— begin Article —

Harvest Health != ONTAP GUI
A note for the community
- Please vote on this issue by adding a 👍 reaction to the original issue to help the community and maintainers prioritize this request
- If you are interested in working on this issue or have submitted a pull request, please let us know in a comment
Problem
Hi,
I had opened couple years ago a GitHub issue that ONTAP Web UI showed alerts that Harvest was not showing. I was told the new collector will be introduced to collect the data (I think Its called EMS)
We've had EMS collector enabled for awhile now and we just noticed that in ONTAP Web UI we have an alert that does not show up in Grafana Health dashboard.
Our collector:
agora:
datacenter: EQX
addr: agora-cluster.deutsche-boerse.de
auth_style: basic_auth
username: $__env{NETAPP_HARVEST_READONLY_USERNAME}
password: $__env{NETAPP_HARVEST_READONLY_PASSWORD}
use_insecure_tls: true
exporters:
- agora
collectors:
- Rest
- RestPerf
- Ems
ONTAP UI:
Grafana Dashboard:
In the Grafana panel popup it reads
" The EMS collector gathers EMS events as defined in your ems.yml file. This panel displays events with emergency severity that occurred within the selected time range. "
The way I understand it, in order to "recreate" ONTAP Web UI alerting, it would require user to recreate 1400+ definitions in the ems.yml ?
Essentially what we are trying to achieve is to use harvest as the ONLY source of metrics and alerts. However the suggested approach is maintenance overkill. We simply want to be alerted when ONTAP has an error without having to look at the Web UI.
We dont need to see the description of the event as in the ONTAP Web UI, but need to be made aware that there is an Alert (ie. not show on the Grafana Dashboard "0" issues)

— end Article —
— begin Raw records —

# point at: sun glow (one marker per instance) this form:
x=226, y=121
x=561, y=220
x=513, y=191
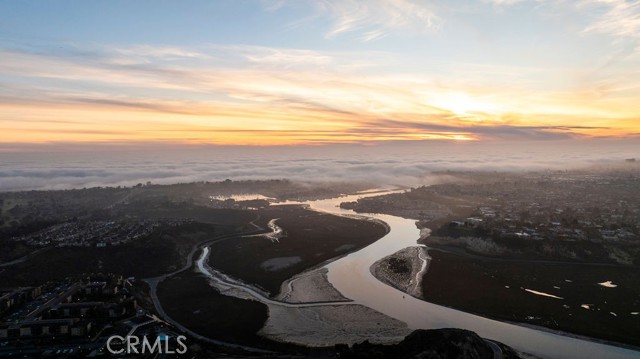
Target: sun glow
x=461, y=103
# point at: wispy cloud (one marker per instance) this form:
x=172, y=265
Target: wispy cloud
x=214, y=93
x=618, y=17
x=375, y=19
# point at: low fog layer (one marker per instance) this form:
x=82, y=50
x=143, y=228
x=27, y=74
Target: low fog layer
x=384, y=164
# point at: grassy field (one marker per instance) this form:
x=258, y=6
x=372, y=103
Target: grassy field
x=496, y=289
x=311, y=238
x=190, y=300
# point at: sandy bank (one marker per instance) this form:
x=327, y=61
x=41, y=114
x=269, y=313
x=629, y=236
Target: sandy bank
x=312, y=286
x=329, y=325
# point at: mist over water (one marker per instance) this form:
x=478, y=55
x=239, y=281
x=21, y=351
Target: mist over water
x=381, y=164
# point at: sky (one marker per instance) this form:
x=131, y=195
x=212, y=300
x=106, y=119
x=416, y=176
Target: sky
x=299, y=72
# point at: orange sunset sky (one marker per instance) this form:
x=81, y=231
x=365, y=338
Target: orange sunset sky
x=316, y=72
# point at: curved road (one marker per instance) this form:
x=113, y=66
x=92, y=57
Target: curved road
x=154, y=281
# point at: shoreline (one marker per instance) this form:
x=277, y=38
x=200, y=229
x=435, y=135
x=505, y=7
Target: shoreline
x=403, y=270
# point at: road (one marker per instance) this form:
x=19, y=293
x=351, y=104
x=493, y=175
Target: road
x=154, y=281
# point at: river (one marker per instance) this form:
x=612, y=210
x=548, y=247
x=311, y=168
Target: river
x=351, y=276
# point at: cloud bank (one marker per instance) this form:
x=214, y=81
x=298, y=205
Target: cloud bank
x=388, y=164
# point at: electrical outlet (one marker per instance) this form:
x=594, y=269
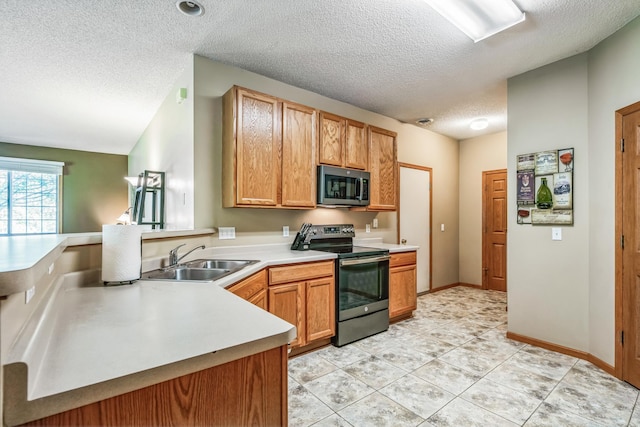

— end Raw records —

_Challenge A:_
Answer these questions about the Harvest issue:
(i) Which datacenter is listed for the agora collector?
(ii) What severity of events does the Grafana panel display, according to its popup text?
(iii) About how many definitions does the writer think would have to be recreated in ems.yml?
_Challenge B:_ Can you recast the rows, from the first line up to and including the line with "x=403, y=270", as a numbered list? Skip blank lines and leave the pictures out.
The rows have nothing to do with the Harvest issue.

_Finished answer A:_
(i) EQX
(ii) Emergency severity
(iii) 1400+

_Finished answer B:_
1. # point at: sun glow (one marker per instance) this form:
2. x=226, y=121
3. x=561, y=220
4. x=513, y=191
5. Target: sun glow
6. x=461, y=103
7. # point at: wispy cloud (one marker per instance) this form:
8. x=172, y=265
9. Target: wispy cloud
10. x=214, y=93
11. x=618, y=17
12. x=375, y=19
13. # point at: low fog layer (one marker per instance) this form:
14. x=82, y=50
15. x=143, y=228
16. x=27, y=74
17. Target: low fog layer
18. x=384, y=164
19. # point at: grassy field (one marker per instance) this form:
20. x=258, y=6
21. x=372, y=103
22. Target: grassy field
23. x=496, y=289
24. x=311, y=238
25. x=190, y=300
26. # point at: sandy bank (one marker per instance) this form:
27. x=327, y=61
28. x=41, y=114
29. x=269, y=313
30. x=629, y=236
31. Target: sandy bank
32. x=312, y=286
33. x=329, y=325
34. # point at: mist over water (one marker per instance) this form:
35. x=478, y=55
36. x=239, y=281
37. x=21, y=351
38. Target: mist over water
39. x=381, y=164
40. # point at: sky (one marker per instance) this form:
41. x=131, y=195
42. x=212, y=300
43. x=106, y=119
44. x=416, y=176
45. Target: sky
46. x=299, y=72
47. # point at: orange sunset sky (one marker per instance) this form:
48. x=81, y=231
49. x=365, y=338
50. Target: orange sunset sky
51. x=316, y=72
52. # point at: curved road (one marker per instance) this form:
53. x=113, y=66
54. x=92, y=57
55. Target: curved road
56. x=154, y=281
57. # point at: shoreline (one marker per instance) this form:
58. x=277, y=38
59. x=200, y=229
60. x=435, y=135
61. x=505, y=7
62. Target: shoreline
63. x=403, y=270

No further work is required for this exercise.